* [Set exercise] Starting at the line that holds "For the test set, locate each instance of the sunset", restate every line word for word up to and including the last one in the listing below, and omit all pictures.

* [Listed entries]
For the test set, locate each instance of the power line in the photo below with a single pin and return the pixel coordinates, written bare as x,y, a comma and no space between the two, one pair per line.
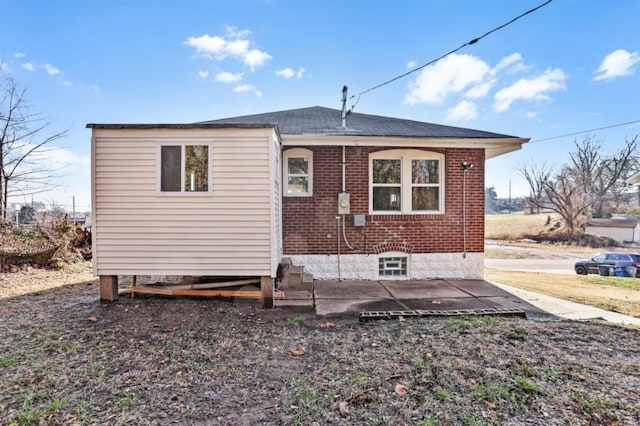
469,43
585,131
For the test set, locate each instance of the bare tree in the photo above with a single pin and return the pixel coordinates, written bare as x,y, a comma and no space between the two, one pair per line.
537,175
603,177
565,196
24,143
590,185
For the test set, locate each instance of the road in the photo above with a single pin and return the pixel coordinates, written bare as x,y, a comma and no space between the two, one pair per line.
532,259
550,266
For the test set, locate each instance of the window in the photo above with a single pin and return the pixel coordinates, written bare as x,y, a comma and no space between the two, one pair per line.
406,182
392,266
185,168
298,172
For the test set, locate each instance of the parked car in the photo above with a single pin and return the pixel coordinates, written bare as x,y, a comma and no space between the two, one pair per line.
606,261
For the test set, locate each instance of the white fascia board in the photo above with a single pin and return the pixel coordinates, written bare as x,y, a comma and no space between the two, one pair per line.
501,145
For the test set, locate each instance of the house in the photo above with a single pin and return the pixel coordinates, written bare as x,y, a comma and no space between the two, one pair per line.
348,197
621,229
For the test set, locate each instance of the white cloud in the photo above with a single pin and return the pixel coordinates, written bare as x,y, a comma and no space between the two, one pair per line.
227,77
453,74
531,89
511,63
236,33
285,73
247,88
464,111
481,90
289,73
618,63
255,58
235,45
51,70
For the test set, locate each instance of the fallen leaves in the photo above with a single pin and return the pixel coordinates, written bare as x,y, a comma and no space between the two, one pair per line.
401,389
299,351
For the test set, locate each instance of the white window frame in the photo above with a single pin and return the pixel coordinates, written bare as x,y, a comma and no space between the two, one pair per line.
296,153
394,255
406,185
183,145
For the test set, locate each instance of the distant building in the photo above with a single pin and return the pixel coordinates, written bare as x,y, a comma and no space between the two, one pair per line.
621,229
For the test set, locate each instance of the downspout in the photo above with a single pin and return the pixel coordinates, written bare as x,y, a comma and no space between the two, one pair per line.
465,168
338,239
345,113
344,189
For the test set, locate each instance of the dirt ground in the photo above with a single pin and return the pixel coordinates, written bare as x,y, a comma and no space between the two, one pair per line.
67,358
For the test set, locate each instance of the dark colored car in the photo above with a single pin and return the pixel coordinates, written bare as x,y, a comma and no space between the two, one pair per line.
611,260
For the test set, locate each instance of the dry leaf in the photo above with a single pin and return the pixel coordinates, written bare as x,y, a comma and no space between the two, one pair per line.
401,389
299,351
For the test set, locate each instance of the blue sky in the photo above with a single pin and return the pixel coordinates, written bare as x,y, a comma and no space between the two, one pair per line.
571,66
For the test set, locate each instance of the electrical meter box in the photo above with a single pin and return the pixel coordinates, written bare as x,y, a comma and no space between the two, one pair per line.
344,203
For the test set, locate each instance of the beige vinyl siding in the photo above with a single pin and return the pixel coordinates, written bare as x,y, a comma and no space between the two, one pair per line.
140,231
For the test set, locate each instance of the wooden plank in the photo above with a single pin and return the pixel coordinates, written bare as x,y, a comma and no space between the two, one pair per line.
109,288
214,284
212,293
148,290
206,293
267,292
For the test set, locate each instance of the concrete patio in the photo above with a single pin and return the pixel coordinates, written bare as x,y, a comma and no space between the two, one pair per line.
330,298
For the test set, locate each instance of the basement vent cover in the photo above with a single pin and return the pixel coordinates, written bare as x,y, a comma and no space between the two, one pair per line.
392,266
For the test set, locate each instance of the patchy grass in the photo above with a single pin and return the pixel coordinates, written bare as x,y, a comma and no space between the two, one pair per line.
615,294
515,226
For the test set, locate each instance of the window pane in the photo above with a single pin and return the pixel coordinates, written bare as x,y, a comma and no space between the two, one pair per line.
298,166
392,266
197,168
425,198
424,171
298,185
170,168
386,198
386,171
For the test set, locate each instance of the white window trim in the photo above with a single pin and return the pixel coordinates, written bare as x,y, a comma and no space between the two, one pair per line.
296,153
182,192
405,156
393,254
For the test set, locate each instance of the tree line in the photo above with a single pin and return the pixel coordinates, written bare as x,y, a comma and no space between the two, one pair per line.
592,183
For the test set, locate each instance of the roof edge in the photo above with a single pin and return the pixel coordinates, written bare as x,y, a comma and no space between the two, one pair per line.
179,126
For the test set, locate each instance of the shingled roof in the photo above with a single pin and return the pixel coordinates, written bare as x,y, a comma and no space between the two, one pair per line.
320,120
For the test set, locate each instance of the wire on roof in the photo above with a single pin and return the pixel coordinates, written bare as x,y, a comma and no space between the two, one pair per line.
585,131
469,43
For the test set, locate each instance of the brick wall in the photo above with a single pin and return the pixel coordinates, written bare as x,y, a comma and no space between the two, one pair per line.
310,225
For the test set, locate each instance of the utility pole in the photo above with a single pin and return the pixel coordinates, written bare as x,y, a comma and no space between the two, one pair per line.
509,196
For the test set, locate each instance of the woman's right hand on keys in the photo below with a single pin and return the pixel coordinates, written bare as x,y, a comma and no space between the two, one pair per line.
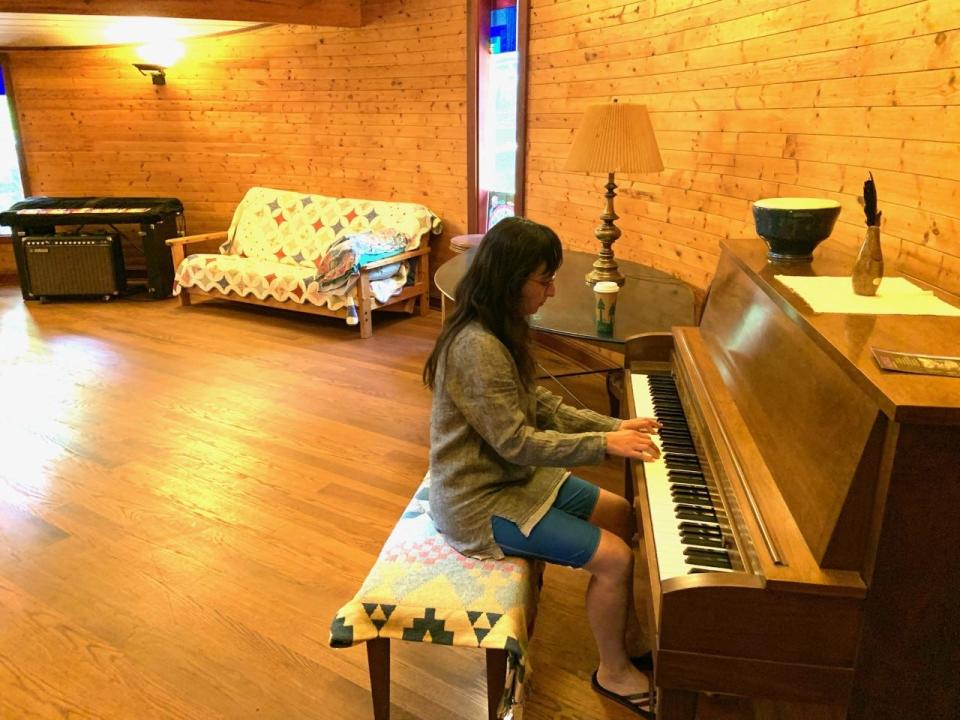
632,444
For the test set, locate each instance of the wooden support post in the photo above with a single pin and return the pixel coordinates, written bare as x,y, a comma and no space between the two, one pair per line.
378,663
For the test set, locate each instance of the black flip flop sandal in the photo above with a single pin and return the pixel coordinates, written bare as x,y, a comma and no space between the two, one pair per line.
640,703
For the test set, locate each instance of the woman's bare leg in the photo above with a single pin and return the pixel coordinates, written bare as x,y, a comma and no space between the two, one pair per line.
608,595
612,512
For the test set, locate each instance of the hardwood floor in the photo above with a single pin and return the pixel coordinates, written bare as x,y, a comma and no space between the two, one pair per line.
187,495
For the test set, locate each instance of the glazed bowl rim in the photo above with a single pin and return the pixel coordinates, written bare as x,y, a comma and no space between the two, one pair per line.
796,203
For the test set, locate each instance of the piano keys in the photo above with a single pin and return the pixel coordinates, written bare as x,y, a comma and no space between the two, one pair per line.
691,532
157,218
787,526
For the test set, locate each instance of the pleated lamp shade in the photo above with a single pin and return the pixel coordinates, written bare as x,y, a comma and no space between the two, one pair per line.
616,137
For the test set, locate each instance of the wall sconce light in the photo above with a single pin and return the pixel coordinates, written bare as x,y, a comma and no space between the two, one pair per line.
159,55
156,72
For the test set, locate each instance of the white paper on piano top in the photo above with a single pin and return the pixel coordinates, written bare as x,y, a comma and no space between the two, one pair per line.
895,296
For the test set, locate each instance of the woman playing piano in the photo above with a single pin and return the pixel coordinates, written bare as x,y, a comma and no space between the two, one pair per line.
499,445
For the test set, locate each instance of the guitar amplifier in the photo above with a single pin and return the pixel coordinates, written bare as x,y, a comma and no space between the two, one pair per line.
74,265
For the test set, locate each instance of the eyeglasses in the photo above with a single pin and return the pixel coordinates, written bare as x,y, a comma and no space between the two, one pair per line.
545,283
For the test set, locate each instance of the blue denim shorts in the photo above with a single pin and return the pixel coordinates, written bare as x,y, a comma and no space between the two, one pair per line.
563,536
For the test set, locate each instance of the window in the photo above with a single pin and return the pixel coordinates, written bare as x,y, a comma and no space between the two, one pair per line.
11,184
497,32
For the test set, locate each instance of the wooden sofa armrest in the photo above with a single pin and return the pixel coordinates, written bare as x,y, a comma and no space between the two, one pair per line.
177,244
220,235
423,250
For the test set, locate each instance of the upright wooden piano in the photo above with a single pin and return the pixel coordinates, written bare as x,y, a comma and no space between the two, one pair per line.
802,530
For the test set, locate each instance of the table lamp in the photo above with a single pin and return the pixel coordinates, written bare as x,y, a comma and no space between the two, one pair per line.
616,137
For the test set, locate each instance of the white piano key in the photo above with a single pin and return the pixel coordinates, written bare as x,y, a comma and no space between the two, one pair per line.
666,532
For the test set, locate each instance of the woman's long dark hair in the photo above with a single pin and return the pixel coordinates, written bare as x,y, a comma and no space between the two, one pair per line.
491,290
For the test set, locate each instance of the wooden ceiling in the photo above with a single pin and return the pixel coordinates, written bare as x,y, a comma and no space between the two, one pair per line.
73,23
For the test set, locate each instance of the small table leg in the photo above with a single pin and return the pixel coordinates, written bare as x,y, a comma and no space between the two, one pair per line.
378,663
496,679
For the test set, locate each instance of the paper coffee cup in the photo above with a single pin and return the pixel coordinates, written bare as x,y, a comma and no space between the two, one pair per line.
605,296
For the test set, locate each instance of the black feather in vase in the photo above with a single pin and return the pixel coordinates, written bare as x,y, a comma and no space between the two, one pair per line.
870,201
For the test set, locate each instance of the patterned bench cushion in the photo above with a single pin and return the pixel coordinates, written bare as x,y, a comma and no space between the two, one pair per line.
422,590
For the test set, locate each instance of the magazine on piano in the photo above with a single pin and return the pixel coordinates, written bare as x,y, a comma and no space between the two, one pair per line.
915,363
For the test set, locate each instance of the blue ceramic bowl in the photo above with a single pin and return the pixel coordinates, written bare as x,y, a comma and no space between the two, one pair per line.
793,227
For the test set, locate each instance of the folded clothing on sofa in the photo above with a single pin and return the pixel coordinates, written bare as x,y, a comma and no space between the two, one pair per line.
337,269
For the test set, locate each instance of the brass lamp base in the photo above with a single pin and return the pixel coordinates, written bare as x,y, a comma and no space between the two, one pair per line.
604,270
605,267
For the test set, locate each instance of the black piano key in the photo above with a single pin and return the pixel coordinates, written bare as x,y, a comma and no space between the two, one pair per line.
684,511
675,463
706,556
700,541
702,528
693,491
679,472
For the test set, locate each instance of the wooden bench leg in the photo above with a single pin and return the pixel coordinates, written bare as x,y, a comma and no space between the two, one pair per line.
365,306
496,679
423,275
378,663
673,704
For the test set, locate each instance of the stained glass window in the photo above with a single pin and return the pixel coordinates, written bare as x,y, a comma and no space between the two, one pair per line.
11,187
498,129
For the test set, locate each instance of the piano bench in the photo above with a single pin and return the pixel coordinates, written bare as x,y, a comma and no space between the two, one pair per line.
422,590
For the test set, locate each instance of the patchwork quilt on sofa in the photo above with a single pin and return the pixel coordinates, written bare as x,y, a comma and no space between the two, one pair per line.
307,248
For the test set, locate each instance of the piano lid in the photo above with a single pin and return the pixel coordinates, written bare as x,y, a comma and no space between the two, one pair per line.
848,339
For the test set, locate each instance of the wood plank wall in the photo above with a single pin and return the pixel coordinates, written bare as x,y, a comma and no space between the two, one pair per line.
376,112
749,100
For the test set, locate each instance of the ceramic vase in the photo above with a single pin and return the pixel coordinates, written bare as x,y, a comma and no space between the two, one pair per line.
868,269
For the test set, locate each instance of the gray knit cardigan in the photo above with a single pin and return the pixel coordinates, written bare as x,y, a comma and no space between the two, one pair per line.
497,447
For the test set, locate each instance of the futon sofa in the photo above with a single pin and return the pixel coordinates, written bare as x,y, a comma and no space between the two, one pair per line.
341,257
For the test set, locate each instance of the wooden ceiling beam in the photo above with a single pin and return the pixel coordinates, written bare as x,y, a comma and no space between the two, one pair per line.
337,13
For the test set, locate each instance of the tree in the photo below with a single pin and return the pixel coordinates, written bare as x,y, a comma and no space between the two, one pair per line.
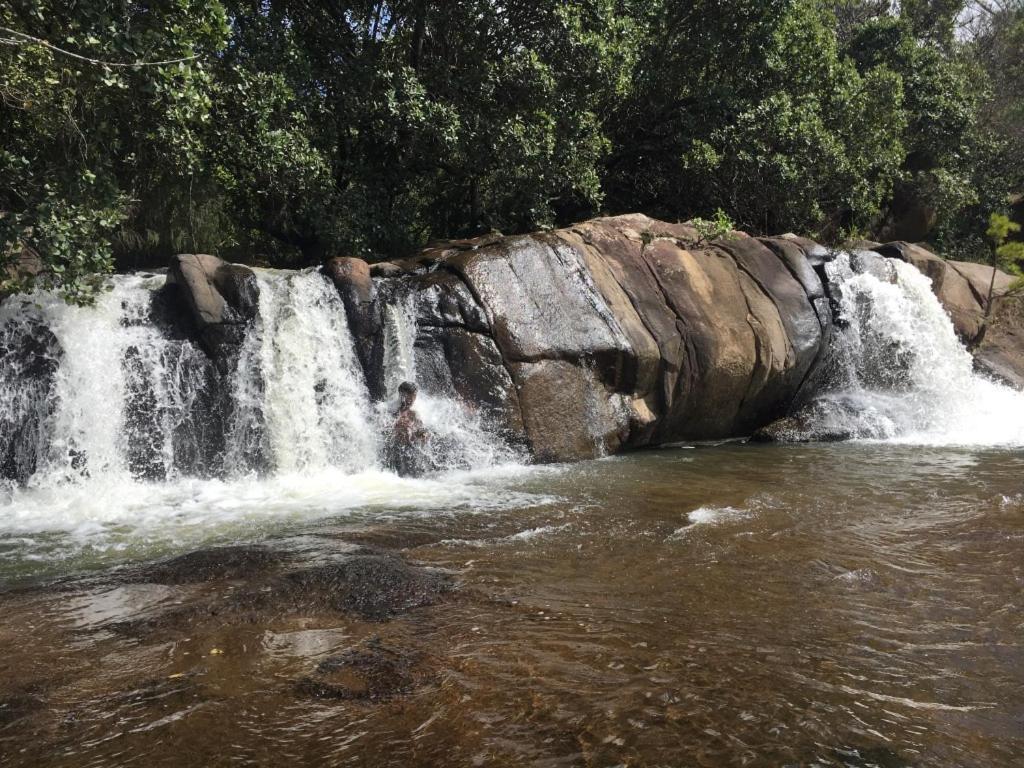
99,101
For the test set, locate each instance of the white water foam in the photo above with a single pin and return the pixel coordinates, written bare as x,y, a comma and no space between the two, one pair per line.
904,375
301,439
297,373
459,438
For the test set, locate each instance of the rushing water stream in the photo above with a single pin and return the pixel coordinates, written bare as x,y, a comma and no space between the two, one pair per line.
849,604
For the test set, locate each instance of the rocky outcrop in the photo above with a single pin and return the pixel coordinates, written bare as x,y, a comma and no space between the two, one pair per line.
615,333
222,298
963,288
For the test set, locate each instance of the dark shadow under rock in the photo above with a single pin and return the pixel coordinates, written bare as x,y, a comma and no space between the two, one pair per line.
369,673
213,564
370,586
374,587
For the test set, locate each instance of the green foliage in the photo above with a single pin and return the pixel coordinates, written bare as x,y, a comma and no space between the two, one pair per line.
719,227
1009,254
82,135
285,131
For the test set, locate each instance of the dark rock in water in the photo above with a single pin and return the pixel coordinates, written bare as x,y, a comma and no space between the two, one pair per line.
375,587
800,428
222,298
351,278
373,672
1000,351
240,288
363,310
30,355
386,269
194,273
210,564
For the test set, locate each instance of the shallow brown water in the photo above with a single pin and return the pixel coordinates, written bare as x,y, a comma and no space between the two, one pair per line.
715,606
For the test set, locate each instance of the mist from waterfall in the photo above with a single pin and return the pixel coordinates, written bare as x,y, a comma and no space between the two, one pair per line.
126,433
899,372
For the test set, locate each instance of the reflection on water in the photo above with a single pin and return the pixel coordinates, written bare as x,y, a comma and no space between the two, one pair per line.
739,605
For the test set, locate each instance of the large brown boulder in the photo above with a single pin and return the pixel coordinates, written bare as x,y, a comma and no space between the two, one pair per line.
620,332
962,287
222,298
1000,351
948,284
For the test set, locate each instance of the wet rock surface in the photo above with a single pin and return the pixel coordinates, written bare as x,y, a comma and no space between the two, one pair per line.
250,582
371,672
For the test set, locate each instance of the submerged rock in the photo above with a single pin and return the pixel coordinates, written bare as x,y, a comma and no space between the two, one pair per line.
374,587
372,672
243,561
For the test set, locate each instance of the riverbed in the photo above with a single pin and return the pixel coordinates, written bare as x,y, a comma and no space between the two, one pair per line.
854,604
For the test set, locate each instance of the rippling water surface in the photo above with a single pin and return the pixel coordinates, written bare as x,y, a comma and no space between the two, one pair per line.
841,605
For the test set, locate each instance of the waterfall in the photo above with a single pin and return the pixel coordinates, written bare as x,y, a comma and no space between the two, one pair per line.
458,439
121,392
300,399
899,373
120,395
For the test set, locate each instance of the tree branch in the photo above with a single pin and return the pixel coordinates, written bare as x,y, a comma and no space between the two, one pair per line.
22,38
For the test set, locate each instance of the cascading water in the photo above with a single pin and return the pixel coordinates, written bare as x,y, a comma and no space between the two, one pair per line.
458,438
119,392
300,400
900,374
119,433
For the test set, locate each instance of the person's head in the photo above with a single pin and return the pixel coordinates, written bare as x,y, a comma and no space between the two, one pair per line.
407,393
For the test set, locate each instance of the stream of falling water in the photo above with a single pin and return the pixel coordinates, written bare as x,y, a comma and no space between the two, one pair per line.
900,373
128,439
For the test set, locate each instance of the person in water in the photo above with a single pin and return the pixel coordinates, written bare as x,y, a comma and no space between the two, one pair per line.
406,453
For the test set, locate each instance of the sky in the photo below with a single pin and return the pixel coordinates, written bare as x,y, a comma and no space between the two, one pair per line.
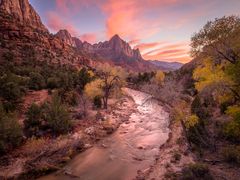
161,29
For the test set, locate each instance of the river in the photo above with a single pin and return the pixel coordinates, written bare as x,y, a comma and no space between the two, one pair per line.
134,146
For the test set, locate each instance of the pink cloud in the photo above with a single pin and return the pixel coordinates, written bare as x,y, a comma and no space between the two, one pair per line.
89,37
55,23
173,52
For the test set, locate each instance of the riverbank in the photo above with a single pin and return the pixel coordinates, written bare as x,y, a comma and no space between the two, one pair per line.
38,157
133,147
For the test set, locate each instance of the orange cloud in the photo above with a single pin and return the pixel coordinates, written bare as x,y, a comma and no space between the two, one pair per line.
55,23
89,37
173,52
146,46
134,42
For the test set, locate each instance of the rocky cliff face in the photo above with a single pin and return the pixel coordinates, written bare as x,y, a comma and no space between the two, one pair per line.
21,31
117,50
66,37
22,11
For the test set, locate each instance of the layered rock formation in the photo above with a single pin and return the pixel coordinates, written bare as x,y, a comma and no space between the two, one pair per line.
21,31
66,37
22,11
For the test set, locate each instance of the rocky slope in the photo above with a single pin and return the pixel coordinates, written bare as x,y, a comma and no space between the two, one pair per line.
22,11
23,34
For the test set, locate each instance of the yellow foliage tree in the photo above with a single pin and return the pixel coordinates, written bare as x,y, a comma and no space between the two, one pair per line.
94,89
209,73
159,77
191,121
113,78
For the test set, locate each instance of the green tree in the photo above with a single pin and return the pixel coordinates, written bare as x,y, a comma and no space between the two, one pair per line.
36,81
57,116
219,39
33,120
10,131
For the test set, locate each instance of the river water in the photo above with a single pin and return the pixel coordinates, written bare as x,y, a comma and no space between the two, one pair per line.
134,146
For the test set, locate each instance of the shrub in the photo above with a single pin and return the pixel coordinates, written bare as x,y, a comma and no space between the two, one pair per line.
36,81
231,154
232,129
32,122
196,171
10,131
97,101
57,116
84,77
53,83
198,108
177,156
70,97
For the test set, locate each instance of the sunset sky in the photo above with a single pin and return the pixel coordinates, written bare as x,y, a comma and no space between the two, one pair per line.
161,29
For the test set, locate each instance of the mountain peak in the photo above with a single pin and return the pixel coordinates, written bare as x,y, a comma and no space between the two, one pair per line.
22,11
66,37
116,36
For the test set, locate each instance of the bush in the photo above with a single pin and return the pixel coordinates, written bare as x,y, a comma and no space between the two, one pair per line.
196,171
53,83
232,129
33,119
231,154
198,108
10,131
71,98
36,81
97,101
57,116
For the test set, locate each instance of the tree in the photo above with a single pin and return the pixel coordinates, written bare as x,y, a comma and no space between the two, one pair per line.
159,78
10,131
36,81
57,116
94,89
84,77
219,39
112,77
33,120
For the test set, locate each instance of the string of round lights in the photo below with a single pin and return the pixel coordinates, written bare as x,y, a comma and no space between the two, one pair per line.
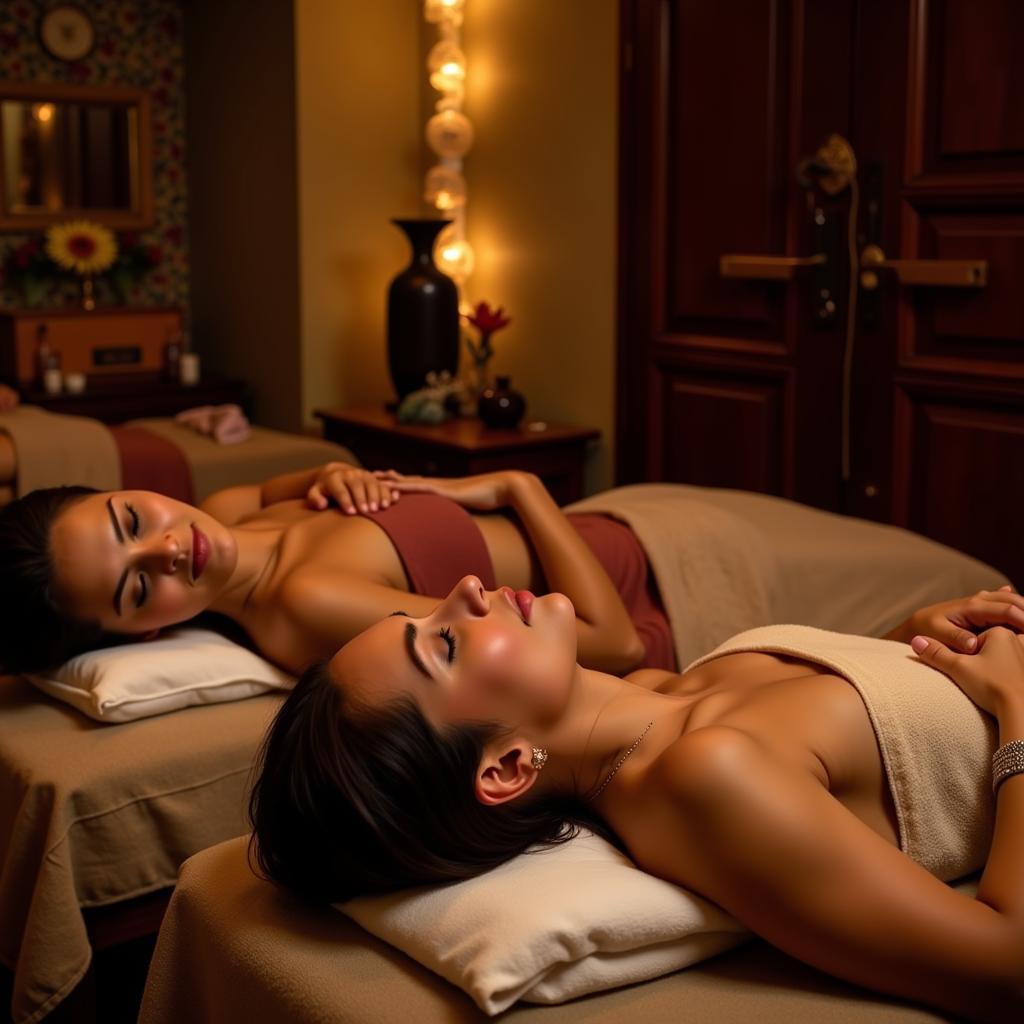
450,135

* [The result]
For the test set, locate each instance of the sunset sky in the photo above with a single pin and return the pixel coordinates, written bare as x,y, a comma and no space between the two, one pair per line.
161,29
For the test set, locate each instance of the mountain peak in the photo above with a single pin and return the pixel coordinates, written bare as x,y, a comma and no space between the two, one pair per line.
22,11
66,37
116,36
For the test set, locate each instance of the bush in the photo above with a single pin and return the pixel coordinates, written bare as x,y, a comma and no space between the two, one pair per line.
196,171
53,83
232,129
33,119
231,154
198,108
10,131
71,98
36,81
97,101
57,116
For the test set, locate each instance of the tree in the photo above with a single pin and return the pixel coordinates, written bare as x,y, a comma and no space between the two, one pair per line.
159,78
10,131
36,81
57,116
94,89
84,77
219,39
112,77
33,120
For the test set, locate each instance of the string of round lights in the photo below with a single pin and return the pixel coordinates, written bare as x,y, a comma and no space between the two, one pair per line.
450,135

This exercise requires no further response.